[Data listing]

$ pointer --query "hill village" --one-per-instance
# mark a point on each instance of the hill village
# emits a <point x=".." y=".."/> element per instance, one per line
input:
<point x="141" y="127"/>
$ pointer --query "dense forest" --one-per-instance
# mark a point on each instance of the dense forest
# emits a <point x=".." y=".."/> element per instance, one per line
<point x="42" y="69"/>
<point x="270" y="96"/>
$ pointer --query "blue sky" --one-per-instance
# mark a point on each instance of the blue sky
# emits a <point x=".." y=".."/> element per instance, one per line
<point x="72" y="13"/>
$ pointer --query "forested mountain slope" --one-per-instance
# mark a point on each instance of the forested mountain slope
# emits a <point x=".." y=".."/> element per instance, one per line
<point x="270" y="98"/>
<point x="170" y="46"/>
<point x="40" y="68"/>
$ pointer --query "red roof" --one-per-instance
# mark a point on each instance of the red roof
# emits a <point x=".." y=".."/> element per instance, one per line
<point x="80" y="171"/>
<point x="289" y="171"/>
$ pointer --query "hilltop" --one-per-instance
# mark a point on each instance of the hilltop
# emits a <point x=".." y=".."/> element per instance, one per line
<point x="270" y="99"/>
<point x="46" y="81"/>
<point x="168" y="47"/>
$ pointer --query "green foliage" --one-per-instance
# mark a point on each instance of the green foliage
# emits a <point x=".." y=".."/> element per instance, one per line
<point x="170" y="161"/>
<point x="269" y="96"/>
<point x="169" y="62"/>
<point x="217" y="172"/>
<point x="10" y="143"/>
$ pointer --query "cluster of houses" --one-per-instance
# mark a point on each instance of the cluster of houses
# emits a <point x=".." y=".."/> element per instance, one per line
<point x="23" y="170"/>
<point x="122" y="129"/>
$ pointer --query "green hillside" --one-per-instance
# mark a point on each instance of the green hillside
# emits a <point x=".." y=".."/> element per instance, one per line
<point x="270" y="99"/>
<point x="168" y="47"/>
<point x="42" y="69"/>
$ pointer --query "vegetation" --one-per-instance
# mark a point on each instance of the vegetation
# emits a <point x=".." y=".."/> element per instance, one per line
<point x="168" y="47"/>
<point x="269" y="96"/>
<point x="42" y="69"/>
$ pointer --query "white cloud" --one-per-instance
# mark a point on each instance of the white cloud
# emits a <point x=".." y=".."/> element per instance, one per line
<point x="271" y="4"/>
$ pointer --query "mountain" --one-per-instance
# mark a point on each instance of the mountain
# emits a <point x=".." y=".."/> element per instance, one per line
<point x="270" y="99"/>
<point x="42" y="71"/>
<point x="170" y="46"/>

## Problem statement
Show every line of the records above that contains the string "each".

## Exercise output
# mark a point on each instance of the hill village
# mark a point on each instance of the dense forest
# mark a point on each instance of the blue sky
# mark a point on each instance of the forested mountain slope
# mark a point on each instance of the red roof
# mark a point on each instance of the hilltop
# mark a point on each instance of the green foliage
# mark a point on each instance of the cluster of houses
# mark a point on each instance of the green hillside
# mark a point on each instance of the vegetation
# mark a point on each instance of the white cloud
# mark a point on each instance of the mountain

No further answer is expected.